TO-DO LIST ::
a. Copy the post about the 9/11 anniversary word for word, from "Thursday, September 08, 2011" to "moment, that second-plane-shot.".
b. In the post about the 9/11 anniversary, where was the writer standing while the morning news reports came in?

EXTRACT ::
"""
Thursday, September 08, 2011

Empty Sky

I stood in my mother's Woods Hole kitchen, watching the reports trickling in on the morning news show. I remember all that initial confusion, before the pieces fell together. What kind of plane? Was it an accident? On purpose? And then that sickening moment, that second-plane-shot.

I don't really know how to deal with this 10th Anniversary. It all feels far away and yet very very fresh. Extremely personal but writ large. Self indulgent to relive it, to write about it, but important, too. My memories are the same as your memories, but different, and it's all tied in with where I was then and where I am now and all that happened during, and just before, and in between then and now.

Remember that moment before you knew it was possible for that great big tower to collapse? And then remember that moment when it came down? And then the realization that the other one would, inevitably, too? And how you couldn't help but think of all the people trapped inside? Of course you do. On the Cape it was glorious early autumn, the air was crisp, birds were singing, and on the television -- Hell on earth.

I remember those eerie, empty skies above Cape Cod over the days that followed. And reflexively watching for con trails, for signs of danger. It was blue, beautiful, rainless, and cool, and I felt hollowed out and spent.

I want a kiss from your lips
I want an eye for an eye
I woke up this morning
To an empty sky

People I knew died that day going into the towers. No one near and dear to me, but people I knew by name, who knew me by name. Brothers of friends. Other people I knew decided to take a later flight out of Logan and were miraculously, mysteriously spared. I was already in mourning for my stepmother who had died suddenly and young, just four months before. A friend from college died two years later from complications from AIDS -- specifically, a respiratory illness. He lived near the World Trade Center. I blamed Bin Laden.

My three-year-old pointed at our crushed oyster shell driveway just a few days after and said "Look, mama! Debris!" He had seen a lot of television by then. I cried a lot. He patted me on the head. My husband had already left for Texas to start his new job and our new life, to buy our new house. We talked on the phone maybe that day, maybe a day later. My panic and sense of urgency were met by his coolness and political analysis.

That life was already cracking for me, but September 11th didn't help. The gap between my experience and his was jarring and unresolvable. A few weeks later I flew with the boys to Austin, a stranger in a strange land, surrounded on the highway by pickup trucks with that same Jingoistic bumper sticker on them, purchased at Wal-Mart. I don't even remember what it said now. "These Colors Don't Run," maybe, or "Never Forget."

As if.

Wednesday, September 07, 2011

this could be the place

Hello, original blogging platform. I wish to reclaim you.
"""
SUPPLIED INFORMATION ::
"""
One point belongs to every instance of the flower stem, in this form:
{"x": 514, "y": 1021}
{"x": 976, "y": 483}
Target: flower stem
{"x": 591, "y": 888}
"""
EXERCISE RESULTS ::
a.
Thursday, September 08, 2011

Empty Sky

I stood in my mother's Woods Hole kitchen, watching the reports trickling in on the morning news show. I remember all that initial confusion, before the pieces fell together. What kind of plane? Was it an accident? On purpose? And then that sickening moment, that second-plane-shot.

b. In the writer's mother's kitchen in Woods Hole.